INTRODUCTION
La fatigue neuromusculaire, caractérisée par une diminution progressive de la capacité du muscle à produire de la force, résulte de mécanismes d'origine périphérique et/ou centrale (Behrens et al., 2023). Deux paramètres issus de la relation force/temps mesurée au cours d'une série d'exercices maximaux de durée comprise entre 3 et 20 minutes, la force critique (FCrit) et l'aire sous la courbe située au-dessus de FCrit (W'), permettent de quantifier la tolérance d'un groupe musculaire à un exercice lorsqu'il est réalisé jusqu'à épuisement (Burnley et al., 2012). Il est bien établi que la longueur musculaire influence la production de force et le développement de la fatigue. Cependant, son impact spécifique sur FCrit et W', déterminants de la performance d'un groupe musculaire lors d'un effort intense, demeure peu documenté, en particulier au niveau des ischio-jambiers. L'objectif de cette étude était donc de déterminer l'effet de la longueur musculaire des ischio-jambiers sur les paramètres de la relation force/temps, ainsi que sur l'étiologie de la fatigue neuromusculaire, au cours et après un protocole isométrique intermittent maximal prolongé.

Données de localisation : un point par instance
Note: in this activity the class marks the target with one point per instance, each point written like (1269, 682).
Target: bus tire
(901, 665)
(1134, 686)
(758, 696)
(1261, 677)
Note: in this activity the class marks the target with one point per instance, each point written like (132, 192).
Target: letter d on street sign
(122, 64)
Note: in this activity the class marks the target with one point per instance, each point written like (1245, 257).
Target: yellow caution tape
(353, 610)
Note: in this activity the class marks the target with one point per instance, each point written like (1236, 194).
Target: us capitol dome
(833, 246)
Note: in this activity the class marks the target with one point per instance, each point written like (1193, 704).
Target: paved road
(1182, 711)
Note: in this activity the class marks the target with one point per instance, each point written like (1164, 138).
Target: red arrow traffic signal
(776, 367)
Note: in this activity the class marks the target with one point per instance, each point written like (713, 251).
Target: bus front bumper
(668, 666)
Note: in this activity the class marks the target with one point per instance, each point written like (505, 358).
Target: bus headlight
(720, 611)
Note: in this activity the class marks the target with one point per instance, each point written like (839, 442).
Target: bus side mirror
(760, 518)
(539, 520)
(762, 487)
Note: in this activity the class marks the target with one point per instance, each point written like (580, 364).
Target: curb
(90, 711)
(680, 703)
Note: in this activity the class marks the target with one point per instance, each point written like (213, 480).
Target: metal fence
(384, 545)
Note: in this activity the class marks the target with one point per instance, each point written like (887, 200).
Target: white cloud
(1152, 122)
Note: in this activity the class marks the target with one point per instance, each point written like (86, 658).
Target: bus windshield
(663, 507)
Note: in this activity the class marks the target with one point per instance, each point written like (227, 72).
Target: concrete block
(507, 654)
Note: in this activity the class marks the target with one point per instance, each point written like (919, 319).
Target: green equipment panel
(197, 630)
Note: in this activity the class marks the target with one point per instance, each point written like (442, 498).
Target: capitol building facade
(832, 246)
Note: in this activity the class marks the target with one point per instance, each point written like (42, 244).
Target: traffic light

(TÂCHE À RÉALISER) Donnez la suite du texte sur la fatigue neuromusculaire des ischio-jambiers, à partir de sa dernière phrase. Les enregistrements forment un matériau indépendant du texte.

(RÉSULTAT DE L'EXERCICE)
METHODOLOGIE
Douze hommes (âge : 25 ± 4 ans ; taille : 179 ± 5 cm ; poids : 79 ± 12 kg) ont participé à deux sessions expérimentales. Lors de chaque session, les participants ont effectué un protocole de fatigue composé de cinq séries de dix contractions maximales volontaires isométriques (CMVi) des muscles ischio-jambiers de 3s entrecoupées de 2s de récupération et réalisées à deux longueurs musculaires distinctes : grande (GL) et courte (CL). La fonction neuromusculaire a été évaluée avant (PRE), pendant (SET1 à SET4) et de l'arrêt de l'exercice jusqu'à 15 min post-exercice (POST à POST15). Les réponses de force évoquées par des stimulations électriques à haute (T100) et basse (T10) fréquences ont été enregistrées, et le niveau d'activation volontaire (NAV) a été estimé à l'aide de la technique de la secousse interpolée. FCrit a été calculée comme étant la moyenne des forces maximales des six dernières CMVi et W' comme la somme des aires situées au-dessus de la FCrit pour chaque CMVi. L'ensemble des données a été analysé à l'aide de modèles linéaires mixtes.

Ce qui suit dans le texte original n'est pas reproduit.